(Information given Opens)

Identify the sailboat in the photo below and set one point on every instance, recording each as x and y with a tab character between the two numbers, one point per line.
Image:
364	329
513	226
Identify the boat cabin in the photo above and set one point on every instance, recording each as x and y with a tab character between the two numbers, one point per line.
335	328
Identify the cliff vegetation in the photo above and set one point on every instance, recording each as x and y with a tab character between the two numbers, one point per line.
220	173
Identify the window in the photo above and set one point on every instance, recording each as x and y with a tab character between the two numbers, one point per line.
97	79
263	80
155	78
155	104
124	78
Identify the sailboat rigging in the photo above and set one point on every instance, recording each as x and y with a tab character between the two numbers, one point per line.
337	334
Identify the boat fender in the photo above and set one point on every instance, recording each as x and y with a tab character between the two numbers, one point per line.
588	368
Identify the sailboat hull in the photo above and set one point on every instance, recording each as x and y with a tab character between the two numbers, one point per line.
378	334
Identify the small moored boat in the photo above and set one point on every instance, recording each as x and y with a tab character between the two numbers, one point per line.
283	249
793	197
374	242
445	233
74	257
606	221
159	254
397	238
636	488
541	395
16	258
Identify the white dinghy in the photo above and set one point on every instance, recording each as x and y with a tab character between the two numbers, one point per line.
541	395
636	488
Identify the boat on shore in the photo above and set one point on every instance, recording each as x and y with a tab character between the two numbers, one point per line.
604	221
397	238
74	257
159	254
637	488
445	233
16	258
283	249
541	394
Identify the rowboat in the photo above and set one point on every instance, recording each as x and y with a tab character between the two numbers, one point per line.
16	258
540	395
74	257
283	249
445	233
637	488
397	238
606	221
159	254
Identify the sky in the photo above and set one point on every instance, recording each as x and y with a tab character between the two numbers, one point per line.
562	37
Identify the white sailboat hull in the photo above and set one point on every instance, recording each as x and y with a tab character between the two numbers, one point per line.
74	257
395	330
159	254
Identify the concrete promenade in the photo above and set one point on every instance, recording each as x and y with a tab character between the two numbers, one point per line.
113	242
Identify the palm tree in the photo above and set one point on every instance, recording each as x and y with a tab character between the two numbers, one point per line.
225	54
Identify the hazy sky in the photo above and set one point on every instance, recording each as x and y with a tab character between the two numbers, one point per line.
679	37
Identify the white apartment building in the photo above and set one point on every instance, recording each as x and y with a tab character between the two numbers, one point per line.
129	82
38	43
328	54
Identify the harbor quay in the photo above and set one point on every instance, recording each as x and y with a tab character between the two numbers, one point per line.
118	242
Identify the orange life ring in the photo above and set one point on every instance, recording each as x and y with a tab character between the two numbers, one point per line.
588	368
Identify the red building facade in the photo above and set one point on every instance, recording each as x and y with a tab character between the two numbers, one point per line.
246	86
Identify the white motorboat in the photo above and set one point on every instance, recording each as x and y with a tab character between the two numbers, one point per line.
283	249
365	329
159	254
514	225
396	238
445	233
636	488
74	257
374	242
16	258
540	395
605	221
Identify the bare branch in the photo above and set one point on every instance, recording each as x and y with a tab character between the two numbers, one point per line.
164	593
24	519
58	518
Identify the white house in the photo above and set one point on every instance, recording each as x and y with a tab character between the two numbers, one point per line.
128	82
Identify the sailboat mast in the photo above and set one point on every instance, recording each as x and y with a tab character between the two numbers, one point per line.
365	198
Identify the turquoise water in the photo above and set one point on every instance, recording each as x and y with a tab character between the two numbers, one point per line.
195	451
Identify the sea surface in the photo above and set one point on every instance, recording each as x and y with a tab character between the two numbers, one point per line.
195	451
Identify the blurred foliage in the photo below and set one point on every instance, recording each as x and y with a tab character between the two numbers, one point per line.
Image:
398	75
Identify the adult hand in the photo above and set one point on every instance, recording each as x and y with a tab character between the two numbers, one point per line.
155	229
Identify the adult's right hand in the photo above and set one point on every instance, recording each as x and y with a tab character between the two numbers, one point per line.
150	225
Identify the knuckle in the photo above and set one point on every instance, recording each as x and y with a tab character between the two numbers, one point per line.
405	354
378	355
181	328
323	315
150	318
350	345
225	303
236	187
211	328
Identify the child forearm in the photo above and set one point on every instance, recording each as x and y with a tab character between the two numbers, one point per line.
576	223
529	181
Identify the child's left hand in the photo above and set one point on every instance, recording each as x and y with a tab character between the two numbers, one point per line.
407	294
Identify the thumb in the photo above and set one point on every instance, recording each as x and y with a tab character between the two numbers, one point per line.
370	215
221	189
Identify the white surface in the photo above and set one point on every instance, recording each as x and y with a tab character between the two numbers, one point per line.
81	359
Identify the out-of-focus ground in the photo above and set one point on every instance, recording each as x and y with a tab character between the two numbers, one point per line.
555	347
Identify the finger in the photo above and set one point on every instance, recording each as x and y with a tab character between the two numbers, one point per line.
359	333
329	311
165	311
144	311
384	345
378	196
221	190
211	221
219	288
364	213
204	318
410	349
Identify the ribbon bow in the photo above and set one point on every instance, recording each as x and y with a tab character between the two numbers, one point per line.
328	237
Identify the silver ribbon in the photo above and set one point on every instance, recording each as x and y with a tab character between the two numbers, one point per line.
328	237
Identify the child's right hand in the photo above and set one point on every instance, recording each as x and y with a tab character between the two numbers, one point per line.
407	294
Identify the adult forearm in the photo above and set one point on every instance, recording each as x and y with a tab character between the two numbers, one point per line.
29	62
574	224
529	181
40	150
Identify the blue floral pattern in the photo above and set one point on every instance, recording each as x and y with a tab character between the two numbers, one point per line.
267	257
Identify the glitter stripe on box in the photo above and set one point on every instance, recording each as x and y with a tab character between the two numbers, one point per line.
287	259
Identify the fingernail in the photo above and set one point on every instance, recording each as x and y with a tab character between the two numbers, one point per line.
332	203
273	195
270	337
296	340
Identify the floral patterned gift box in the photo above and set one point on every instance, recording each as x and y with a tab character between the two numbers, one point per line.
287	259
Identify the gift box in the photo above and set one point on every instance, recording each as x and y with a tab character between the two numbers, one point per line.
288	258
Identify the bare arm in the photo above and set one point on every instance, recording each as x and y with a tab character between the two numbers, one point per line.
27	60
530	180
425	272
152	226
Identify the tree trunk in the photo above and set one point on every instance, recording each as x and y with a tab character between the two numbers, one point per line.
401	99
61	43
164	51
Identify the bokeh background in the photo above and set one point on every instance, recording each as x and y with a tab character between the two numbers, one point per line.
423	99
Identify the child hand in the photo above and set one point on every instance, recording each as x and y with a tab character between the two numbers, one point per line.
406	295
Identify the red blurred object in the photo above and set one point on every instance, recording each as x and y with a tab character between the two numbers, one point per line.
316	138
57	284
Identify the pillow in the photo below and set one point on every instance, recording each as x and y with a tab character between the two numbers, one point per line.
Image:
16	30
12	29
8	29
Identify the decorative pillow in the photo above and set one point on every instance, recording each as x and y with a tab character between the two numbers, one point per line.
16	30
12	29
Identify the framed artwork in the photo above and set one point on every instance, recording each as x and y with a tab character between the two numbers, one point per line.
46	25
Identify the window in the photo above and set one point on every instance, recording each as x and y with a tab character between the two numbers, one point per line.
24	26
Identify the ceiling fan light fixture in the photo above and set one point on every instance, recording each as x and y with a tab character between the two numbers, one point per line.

(Information given Closes)

- [Exercise brief] Repeat every record above precisely.

- [Your solution]
Identify the sailboat in the photo below and set one point on every instance, recording each as x and y with a tab character between the two numbers, one point per line.
Image:
364	329
513	226
Identify the boat cabin in the photo above and set one point on every instance, recording each as x and y with a tab character between the two numbers, one point per line.
335	328
Identify the cliff vegetation in the photo above and set one point on every instance, recording each as x and y with a tab character between the two numbers, one point per line.
220	173
Identify the window in the photo above and set one point on every instance, recording each as x and y with a tab character between the two numbers, one point per line.
97	79
263	80
155	78
155	104
124	78
Identify the sailboat rigging in the photo above and set one point on every instance, recording each as x and y with a tab character between the two numbers, one point per line.
337	334
Identify the boat fender in the photo above and set one point on every instance, recording each as x and y with a tab character between the two numbers, one point per line.
588	368
Identify the sailboat hull in the photo above and set one point on every instance, recording each as x and y with a tab character between the two numbers, one point per line.
378	334
Identify the small moored boat in the photo above and set one point on every instance, recording each as x and y with a tab character between the two numbers, one point per line.
283	249
793	197
374	242
445	233
74	257
606	221
159	254
397	238
636	488
541	395
16	258
Identify the white dinghy in the photo above and set one point on every instance, recording each as x and y with a tab character between the two numbers, one point per line.
541	395
636	488
Identify the boat on shore in the photo above and set one point on every instance, recording each as x and y with a tab character between the two numbers, one point per line.
604	221
397	238
74	257
159	254
637	488
445	233
16	258
283	249
541	394
Identify the rowboat in the photo above and set one point on every instance, recording each as x and y with a tab character between the two numbers, one point per line.
16	258
540	395
74	257
283	249
445	233
637	488
397	238
606	221
159	254
Identify the sky in the photo above and set one point on every instance, recording each as x and y with a tab character between the two numbers, one point per line.
562	37
Identify the white sailboat hull in the photo above and set one point on every instance, recording each as x and y with a tab character between the two numbers, one point per line.
74	257
395	330
159	254
Identify the concrete promenade in the photo above and set one point on every instance, recording each as x and y with a tab character between the two numbers, one point per line.
113	242
Identify the palm tree in the photo above and set one point on every instance, recording each as x and y with a tab character between the two numbers, one point per line.
225	54
Identify the hazy sky in the photo above and set one point on every instance, recording each as x and y with a tab character between the two numbers, one point per line.
679	37
Identify the white apartment building in the photo above and set one point on every instance, recording each as x and y with a tab character between the two numbers, one point per line.
129	82
38	43
328	54
Identify the harbor quay in the photo above and set one point on every instance, recording each as x and y with a tab character between the two numbers, one point per line.
118	242
Identify the orange life ring in the photo above and set one point on every instance, recording each as x and y with a tab character between the two numbers, one point per line.
588	368
Identify the red building facade in the photo above and set one point on every instance, recording each as x and y with a tab character between the two numbers, one point per line.
246	86
Identify the white motorboat in the photo above and set one point on every instance, recording each as x and y with a tab character between the two numbers, one point per line.
283	249
365	329
159	254
514	225
396	238
445	233
636	488
74	257
374	242
16	258
540	395
605	221
Identify the bare branch in the photo above and set one point on every instance, recording each as x and y with a tab character between the two numbers, one point per line.
164	593
24	519
58	518
Identify the white house in the photo above and set one point on every instance, recording each as x and y with a tab character between the two numbers, one point per line.
128	82
Identify the sailboat mast in the photo above and set one point on every instance, recording each as x and y with a tab character between the two numbers, one point per line.
365	198
Identify the turquoise water in the photo above and set one point on every instance, recording each as x and y with a tab character between the two numbers, one point per line.
195	451
Identify the sea surface in the photo above and set one point on every instance, recording each as x and y with a tab character between the two numbers, one point per line.
195	451
Identify the blurred foliage in the photo below and set one point on every instance, recording each as x and y with a tab character between the two numbers, one point per line.
Image:
398	75
Identify the adult hand in the photo above and set one point on every instance, recording each as x and y with a tab character between the two numbers, one point per line.
155	229
Identify the adult's right hand in the photo above and set one point on every instance, recording each as x and y with a tab character between the two numbers, one point per line.
150	225
Identify the knuckle in the photo above and set one point on every instance, recording each as x and y with a tab character between the two numbers, one point per line.
405	354
378	355
181	328
323	315
150	318
350	345
225	303
236	187
211	328
Identify the child forearm in the photo above and set one point on every instance, recording each as x and y with a tab character between the two numbers, one point per line.
576	223
529	181
Identify the child's left hand in the photo above and set one point on every instance, recording each as x and y with a tab character between the two numbers, one point per line.
407	294
Identify the thumb in the photo above and set one point on every instance, recording each as x and y with a tab character between the two numbers, one point per line.
370	215
221	189
Identify the white surface in the photo above and set one point on every instance, recording each as x and y with a tab character between the two numbers, one point per line.
81	359
Identify the out-of-focus ground in the photo above and set one point on every instance, recording each as x and y with a tab character between the two numbers, one point per line.
555	347
Identify the finger in the photo above and set one point on every instance, recording each as x and y with a tab character between the two numbers, one point per line.
359	333
329	311
165	311
144	311
384	345
378	196
221	190
211	221
219	288
364	213
204	318
410	349
Identify the ribbon bow in the photo above and set one point on every instance, recording each as x and y with a tab character between the two numbers, one point per line.
328	237
Identify the silver ribbon in the photo above and set one point on every instance, recording each as x and y with a tab character between the two numbers, one point per line.
328	237
Identify the child's right hand in the photo above and set one point on every instance, recording each as x and y with a tab character between the two numbers, one point per line.
407	294
Identify the adult forearm in the photo above and set one point on every instance, recording each as x and y with a tab character between the two numbers, one point per line.
29	62
574	224
529	181
40	150
Identify the blue floral pattern in the photo above and set one point on every instance, recording each as x and y with a tab character between the two numbers, one point per line.
267	257
Identify the glitter stripe on box in the photo above and set one point on every instance, recording each as x and y with a tab character between the two numbers, one point per line.
287	259
Identify the fingernail in the photo above and set one point on every instance, recording each as x and y with a tab character between the two numbers, one point per line.
332	203
273	195
270	337
296	340
Identify the floral patterned gift box in the photo above and set one point on every instance, recording each as x and y with a tab character between the two numbers, one point per line.
287	259
Identify the gift box in the photo above and set one point on every instance, recording each as x and y with a tab character between the two numbers, one point per line.
288	258
Identify the bare arm in the photo above and set one point on every instance, recording each as x and y with a tab character between the two numbers, one point per line.
27	60
530	180
425	272
152	226
Identify the tree trunk in the photo above and set one point on every instance, recording each as x and y with a tab character between the two numbers, one point per line.
401	99
61	43
164	51
Identify the bokeh background in the photo above and set one point on every instance, recording each as x and y with a tab character between the two numbers, one point per line.
423	99
Identify the child hand in the photo above and set one point on every instance, recording each as x and y with a tab character between the two numbers, one point per line.
406	295
Identify the red blurred object in the photo above and set one point on every instance, recording each as x and y with a tab character between the two numbers, one point per line.
316	138
57	284
Identify the pillow in the photo below and set one point on every instance, recording each as x and y with a tab character between the two numbers, one point per line.
Image:
16	30
12	29
8	29
Identify the decorative pillow in the photo above and set one point on every instance, recording each as x and y with a tab character between the two numbers, one point per line.
16	30
12	29
Identify the framed artwork in the photo above and set one point on every instance, recording each as x and y with a tab character between the two numbers, one point per line.
46	25
Identify the window in the photo above and set one point on every instance, recording each as x and y with a tab character between the two numbers, one point per line.
24	26
Identify the ceiling fan light fixture in the photo above and set one point on every instance, recording each as x and y with a tab character between the two numbers, one point per line.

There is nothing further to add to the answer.